Theodor Herzl
(1860-1904)


Text: Susanne Eckelmann (DHM/LeMO, 14.09.2014)

Bilder, Anmerkungen & ergänzende Links: Nikolas Dikigoros

1860
2. Mai: Theodor Herzl wird als Sohn des jüdischen Kaufmanns Jacob Herzl und dessen jüdischer Ehefrau Jeanette (geb. Diamant) in Budapest geboren.
(Anm. Dikigoros: Letzteres ist schlicht falsch. Die - 1860 noch überwiegend deutsche - Stadt hieß "Ofen". Erst nach dem verlorenen Krieg gegen Preußen mußten die Habsburger anno 1867 den Ungarn den "Ausgleich" gewähren, woraufhin diese sogleich ein umfangreiches Magyarisierungsprogramm in Gang setzten, beginnend mit der "Umbenennung" [Übersetzung, Um-schreibung] aller nicht-ungarischer Namen. So wurde "Ofen" zu "Buda" und "Theodor" vorübergehend zu "Tivadar". Letzteres dürfte ihm allerdings ziemlich egal gewesen sein, denn das war nur sein offizieller, pseudo-christlicher Name. Sein jüdischer Name - den er auch in der Praxis gebrauchte - war "Benjamin".)
......
(ANFORDERUNGEN):
A. Wie hieß laut der Zeittafel zu Theodor Herzl sein Vater, und welchen Beruf hatte er?
B. Führe die Zeittafel zu Theodor Herzl im Anschluss an ihren letzten Satz weiter.
......
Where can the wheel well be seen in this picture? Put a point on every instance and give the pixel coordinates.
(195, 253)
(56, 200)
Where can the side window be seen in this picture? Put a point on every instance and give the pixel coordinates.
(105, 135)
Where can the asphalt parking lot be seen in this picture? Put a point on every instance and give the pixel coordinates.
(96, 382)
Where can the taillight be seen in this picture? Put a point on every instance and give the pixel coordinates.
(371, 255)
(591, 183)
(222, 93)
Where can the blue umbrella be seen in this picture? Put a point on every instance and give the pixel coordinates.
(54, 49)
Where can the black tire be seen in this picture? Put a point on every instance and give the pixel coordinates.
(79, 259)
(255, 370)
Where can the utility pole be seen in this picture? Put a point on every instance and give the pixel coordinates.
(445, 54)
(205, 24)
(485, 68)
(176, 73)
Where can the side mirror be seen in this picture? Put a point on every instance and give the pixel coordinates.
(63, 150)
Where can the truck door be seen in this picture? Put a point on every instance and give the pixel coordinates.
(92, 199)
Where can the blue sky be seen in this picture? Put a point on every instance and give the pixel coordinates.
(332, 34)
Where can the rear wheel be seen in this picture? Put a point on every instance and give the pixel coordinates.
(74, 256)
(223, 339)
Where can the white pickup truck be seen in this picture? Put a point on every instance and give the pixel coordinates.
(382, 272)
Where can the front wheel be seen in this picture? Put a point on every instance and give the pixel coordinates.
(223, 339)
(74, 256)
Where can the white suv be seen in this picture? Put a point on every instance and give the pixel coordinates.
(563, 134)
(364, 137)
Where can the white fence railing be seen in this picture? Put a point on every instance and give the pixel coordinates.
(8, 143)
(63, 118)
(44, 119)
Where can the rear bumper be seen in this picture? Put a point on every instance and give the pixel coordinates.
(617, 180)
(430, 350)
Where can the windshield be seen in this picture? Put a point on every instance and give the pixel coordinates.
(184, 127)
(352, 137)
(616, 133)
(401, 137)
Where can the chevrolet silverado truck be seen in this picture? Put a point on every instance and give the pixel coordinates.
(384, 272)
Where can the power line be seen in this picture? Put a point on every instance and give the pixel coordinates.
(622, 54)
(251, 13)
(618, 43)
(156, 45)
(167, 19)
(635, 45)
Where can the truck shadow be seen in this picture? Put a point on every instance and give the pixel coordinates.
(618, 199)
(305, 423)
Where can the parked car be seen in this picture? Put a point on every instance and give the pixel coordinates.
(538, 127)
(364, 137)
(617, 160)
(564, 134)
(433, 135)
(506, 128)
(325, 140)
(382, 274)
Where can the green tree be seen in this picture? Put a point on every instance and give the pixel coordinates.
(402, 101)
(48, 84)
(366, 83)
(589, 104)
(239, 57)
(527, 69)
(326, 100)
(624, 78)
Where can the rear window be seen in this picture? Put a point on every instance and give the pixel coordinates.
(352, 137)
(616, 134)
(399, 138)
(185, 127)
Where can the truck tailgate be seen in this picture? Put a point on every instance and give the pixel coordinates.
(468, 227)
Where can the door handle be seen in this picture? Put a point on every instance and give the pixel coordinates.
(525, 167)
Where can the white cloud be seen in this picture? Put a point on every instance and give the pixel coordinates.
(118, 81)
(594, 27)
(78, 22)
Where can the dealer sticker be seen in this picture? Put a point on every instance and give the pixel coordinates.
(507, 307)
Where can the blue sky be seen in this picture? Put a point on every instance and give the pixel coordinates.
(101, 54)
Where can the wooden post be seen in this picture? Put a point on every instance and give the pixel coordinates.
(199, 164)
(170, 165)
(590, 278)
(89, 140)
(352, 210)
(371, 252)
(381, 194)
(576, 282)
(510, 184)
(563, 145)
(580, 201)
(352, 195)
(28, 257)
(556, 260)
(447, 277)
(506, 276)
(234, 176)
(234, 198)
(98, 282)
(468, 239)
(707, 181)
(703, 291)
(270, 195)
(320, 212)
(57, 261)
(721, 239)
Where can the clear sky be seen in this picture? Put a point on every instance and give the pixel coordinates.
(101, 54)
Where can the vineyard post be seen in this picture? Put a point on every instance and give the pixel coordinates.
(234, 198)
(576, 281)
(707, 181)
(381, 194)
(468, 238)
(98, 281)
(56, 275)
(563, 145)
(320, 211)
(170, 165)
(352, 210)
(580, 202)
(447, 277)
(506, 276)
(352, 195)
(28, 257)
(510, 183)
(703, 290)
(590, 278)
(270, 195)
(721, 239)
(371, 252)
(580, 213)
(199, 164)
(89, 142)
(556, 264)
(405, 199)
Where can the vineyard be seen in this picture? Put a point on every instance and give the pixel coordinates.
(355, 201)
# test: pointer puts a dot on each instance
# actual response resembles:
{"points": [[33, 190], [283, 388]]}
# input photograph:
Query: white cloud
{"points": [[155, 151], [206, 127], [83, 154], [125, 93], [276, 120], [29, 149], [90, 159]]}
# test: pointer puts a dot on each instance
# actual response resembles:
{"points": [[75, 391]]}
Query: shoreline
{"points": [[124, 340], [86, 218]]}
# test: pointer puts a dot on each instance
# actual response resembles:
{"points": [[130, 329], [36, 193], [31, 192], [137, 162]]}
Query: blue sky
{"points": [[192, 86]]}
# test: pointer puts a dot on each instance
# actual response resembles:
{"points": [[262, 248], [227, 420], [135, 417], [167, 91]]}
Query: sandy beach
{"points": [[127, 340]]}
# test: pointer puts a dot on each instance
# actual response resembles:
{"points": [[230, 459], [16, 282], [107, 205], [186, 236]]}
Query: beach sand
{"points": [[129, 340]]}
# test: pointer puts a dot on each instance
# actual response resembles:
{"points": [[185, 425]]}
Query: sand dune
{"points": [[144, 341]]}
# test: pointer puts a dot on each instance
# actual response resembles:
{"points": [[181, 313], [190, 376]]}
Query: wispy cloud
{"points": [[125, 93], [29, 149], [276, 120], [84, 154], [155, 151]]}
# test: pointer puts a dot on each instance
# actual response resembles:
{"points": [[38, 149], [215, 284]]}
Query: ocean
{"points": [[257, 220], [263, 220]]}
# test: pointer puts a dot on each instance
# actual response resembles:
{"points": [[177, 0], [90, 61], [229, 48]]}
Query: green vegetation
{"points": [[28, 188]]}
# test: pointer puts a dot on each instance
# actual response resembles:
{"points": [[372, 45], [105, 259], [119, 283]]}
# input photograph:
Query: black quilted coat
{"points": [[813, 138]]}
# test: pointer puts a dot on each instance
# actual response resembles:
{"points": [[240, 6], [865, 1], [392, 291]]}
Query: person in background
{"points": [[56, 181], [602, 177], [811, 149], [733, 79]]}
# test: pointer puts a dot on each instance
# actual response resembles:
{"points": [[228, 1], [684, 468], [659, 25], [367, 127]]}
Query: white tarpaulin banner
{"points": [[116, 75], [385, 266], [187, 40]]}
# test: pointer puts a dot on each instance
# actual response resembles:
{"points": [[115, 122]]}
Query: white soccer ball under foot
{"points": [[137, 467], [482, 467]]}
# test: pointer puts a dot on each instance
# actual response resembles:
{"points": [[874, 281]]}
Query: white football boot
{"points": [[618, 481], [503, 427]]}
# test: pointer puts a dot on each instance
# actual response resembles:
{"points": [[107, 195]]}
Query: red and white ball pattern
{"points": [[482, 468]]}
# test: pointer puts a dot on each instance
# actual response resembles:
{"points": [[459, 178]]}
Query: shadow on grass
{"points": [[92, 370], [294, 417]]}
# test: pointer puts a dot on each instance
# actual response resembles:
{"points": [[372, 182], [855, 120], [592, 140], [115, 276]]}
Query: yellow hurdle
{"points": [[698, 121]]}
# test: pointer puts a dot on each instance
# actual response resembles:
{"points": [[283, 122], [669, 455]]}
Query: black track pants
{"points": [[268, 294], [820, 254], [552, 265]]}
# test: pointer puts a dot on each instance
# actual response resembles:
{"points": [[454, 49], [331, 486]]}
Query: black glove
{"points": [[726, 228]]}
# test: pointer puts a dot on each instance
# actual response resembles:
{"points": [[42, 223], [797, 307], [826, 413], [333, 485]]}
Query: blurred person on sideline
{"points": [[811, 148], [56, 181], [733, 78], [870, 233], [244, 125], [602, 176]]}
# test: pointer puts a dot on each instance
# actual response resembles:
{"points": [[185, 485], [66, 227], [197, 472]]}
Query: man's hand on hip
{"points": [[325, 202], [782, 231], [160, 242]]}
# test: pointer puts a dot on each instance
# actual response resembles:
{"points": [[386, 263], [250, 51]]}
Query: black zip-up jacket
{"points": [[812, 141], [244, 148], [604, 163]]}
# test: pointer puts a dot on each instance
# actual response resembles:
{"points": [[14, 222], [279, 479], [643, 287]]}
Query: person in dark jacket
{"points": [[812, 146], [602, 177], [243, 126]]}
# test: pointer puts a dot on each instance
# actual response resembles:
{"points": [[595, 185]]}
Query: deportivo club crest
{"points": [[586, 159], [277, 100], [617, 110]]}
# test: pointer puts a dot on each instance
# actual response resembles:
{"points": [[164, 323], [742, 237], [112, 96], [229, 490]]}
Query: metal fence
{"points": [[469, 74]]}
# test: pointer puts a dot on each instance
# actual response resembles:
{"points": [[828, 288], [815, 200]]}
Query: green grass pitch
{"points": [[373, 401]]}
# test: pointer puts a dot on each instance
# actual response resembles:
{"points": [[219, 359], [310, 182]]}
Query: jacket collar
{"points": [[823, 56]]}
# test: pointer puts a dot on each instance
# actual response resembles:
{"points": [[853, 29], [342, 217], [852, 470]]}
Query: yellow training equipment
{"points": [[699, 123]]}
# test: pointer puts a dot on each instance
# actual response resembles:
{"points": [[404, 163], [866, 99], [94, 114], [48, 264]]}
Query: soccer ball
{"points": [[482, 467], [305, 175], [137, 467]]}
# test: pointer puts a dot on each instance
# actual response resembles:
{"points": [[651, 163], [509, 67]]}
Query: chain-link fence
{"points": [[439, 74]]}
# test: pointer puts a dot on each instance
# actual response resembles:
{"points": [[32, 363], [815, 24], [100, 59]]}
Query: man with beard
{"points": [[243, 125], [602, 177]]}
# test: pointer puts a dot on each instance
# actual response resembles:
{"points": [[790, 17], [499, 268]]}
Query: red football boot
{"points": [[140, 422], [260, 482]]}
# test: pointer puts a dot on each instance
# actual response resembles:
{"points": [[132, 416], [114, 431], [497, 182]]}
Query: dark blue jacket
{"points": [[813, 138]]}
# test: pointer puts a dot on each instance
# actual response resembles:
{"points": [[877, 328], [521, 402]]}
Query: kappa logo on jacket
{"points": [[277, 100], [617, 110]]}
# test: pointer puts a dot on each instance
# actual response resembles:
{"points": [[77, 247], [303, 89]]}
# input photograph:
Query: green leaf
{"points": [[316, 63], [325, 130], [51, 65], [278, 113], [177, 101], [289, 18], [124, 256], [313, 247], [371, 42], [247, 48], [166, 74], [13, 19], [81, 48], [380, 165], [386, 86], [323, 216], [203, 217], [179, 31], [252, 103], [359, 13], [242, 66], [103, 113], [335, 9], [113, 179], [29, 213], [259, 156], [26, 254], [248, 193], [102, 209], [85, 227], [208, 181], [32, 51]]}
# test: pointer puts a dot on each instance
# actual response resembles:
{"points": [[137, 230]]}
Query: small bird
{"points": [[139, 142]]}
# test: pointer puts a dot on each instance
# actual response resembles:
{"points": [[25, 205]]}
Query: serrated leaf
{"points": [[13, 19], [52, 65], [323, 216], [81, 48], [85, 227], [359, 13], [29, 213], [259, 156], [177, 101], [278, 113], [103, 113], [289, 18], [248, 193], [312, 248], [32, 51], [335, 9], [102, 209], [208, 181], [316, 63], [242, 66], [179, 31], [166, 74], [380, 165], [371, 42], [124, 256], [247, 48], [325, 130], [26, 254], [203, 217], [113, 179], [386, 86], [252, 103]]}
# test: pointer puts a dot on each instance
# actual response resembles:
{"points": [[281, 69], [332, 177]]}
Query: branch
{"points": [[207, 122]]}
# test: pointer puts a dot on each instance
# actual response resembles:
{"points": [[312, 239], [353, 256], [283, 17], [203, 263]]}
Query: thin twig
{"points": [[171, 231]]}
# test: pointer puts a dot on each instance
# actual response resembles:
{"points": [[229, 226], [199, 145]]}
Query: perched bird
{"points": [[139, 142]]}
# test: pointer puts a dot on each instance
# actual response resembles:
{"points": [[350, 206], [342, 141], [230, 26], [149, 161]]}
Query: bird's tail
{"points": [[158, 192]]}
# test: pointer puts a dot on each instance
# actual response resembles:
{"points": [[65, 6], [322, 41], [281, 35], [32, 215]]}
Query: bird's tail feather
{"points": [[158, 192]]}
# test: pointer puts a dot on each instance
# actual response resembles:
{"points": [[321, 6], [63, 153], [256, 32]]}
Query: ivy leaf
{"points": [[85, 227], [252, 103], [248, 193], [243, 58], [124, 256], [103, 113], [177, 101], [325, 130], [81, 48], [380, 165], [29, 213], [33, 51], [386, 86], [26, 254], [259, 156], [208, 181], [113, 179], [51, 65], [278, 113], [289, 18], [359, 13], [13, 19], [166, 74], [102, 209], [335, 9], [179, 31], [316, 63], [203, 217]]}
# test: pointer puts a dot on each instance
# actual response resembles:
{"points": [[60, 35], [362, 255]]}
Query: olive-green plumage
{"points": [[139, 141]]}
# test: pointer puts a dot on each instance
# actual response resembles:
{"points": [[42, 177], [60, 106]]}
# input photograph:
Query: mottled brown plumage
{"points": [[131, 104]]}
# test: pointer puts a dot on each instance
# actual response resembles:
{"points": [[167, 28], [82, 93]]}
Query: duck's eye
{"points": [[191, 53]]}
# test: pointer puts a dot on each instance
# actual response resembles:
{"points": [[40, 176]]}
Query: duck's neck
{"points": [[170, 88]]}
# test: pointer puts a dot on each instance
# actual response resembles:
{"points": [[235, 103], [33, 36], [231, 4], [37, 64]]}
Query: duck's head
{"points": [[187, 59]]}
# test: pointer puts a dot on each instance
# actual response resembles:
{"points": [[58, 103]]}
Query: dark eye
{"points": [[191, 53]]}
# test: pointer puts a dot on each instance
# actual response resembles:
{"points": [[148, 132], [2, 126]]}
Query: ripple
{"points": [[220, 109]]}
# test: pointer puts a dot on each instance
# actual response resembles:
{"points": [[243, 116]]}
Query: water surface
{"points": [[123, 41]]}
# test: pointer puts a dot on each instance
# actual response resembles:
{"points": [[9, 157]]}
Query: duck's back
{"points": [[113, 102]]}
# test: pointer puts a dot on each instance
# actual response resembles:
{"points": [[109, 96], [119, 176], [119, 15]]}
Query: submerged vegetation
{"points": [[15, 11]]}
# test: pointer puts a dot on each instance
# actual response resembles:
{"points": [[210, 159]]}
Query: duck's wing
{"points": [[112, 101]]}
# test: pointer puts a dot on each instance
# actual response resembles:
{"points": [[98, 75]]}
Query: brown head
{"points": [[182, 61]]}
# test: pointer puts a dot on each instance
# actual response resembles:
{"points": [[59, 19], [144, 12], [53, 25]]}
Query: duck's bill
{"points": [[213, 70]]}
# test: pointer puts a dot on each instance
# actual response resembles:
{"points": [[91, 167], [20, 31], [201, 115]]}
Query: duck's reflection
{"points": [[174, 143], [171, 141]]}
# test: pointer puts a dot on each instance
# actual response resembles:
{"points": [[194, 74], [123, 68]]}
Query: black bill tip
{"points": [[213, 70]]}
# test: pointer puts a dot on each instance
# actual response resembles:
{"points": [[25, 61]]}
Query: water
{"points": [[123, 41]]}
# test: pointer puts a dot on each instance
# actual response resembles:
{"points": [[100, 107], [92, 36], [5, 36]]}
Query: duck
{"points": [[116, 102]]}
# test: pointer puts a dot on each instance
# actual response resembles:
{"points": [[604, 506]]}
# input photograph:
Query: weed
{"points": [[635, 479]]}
......
(ANTWORTEN):
A. Jacob Herzl, ein jüdischer Kaufmann.

B.
ab 1878
Jurastudium in Wien.
(Anm. Dikigoros: Das greift viel zu kurz. Die ganze Familie zog 1878 von "Budapest" nach Wien, weil ihr der Magyarisierungsdruck einfach zu groß geworden war. Das taten damals viele Deutsch-Ungarn. [So auch Dikigoros' Großeltern mütterlicherseits; seine Oma, wiewohl "echte" Ungarin, germanisierte sogar ihren Namen "Ilona" zu "Helene" und brach vollständig mit ihrer alten Heimat; sie brachte ihren Kindern kein Wort Ungarisch bei.]
Herzl hatte in Ofen selbstverständlich noch deutschsprachige Schulen besucht; aber es stand zu befürchten, daß man in ein paar Jahren mit einem deutschsprachigen Jura-Studium in der ungarischen Reichshälfte nicht mehr allzu viel würde anfangen können.)


1881-1883
Er ist Mitglied der deutschnationalen Verbindung "Albia", die er wegen antisemitischer Ausschreitungen verlässt.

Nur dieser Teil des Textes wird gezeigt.